═════ STUDY MATERIAL

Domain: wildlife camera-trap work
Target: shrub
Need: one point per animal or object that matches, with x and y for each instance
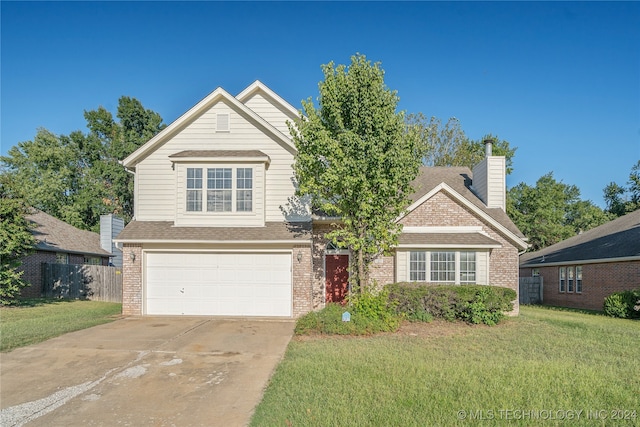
(472, 303)
(369, 320)
(623, 304)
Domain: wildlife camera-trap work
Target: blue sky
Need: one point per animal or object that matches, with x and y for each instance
(560, 81)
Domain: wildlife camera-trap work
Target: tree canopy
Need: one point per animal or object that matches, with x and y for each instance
(448, 145)
(621, 200)
(356, 159)
(551, 211)
(16, 241)
(77, 177)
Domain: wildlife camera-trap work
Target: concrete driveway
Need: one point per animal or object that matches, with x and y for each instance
(145, 371)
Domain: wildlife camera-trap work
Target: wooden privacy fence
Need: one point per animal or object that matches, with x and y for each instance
(531, 290)
(94, 282)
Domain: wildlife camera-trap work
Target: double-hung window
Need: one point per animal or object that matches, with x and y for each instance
(227, 189)
(563, 278)
(219, 190)
(418, 266)
(244, 189)
(194, 189)
(442, 266)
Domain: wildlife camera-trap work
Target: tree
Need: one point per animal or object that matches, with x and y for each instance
(77, 177)
(448, 145)
(551, 211)
(356, 160)
(622, 200)
(16, 241)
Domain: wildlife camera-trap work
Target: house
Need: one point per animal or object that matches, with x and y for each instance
(58, 242)
(582, 271)
(218, 229)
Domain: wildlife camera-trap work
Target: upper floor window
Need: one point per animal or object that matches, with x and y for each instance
(223, 191)
(579, 279)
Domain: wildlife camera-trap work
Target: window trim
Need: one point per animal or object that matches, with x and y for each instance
(414, 263)
(204, 190)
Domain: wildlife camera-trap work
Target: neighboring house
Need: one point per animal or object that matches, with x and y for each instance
(218, 229)
(582, 271)
(58, 242)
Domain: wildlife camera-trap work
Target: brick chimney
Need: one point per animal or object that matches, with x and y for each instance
(489, 179)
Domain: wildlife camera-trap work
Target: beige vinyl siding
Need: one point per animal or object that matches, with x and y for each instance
(255, 218)
(157, 180)
(489, 181)
(270, 112)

══════════

TASK PROMPT
Scan the entries above, and wherever a line holds the string "house", copy it.

TASK RESPONSE
Target: house
Target: neighboring house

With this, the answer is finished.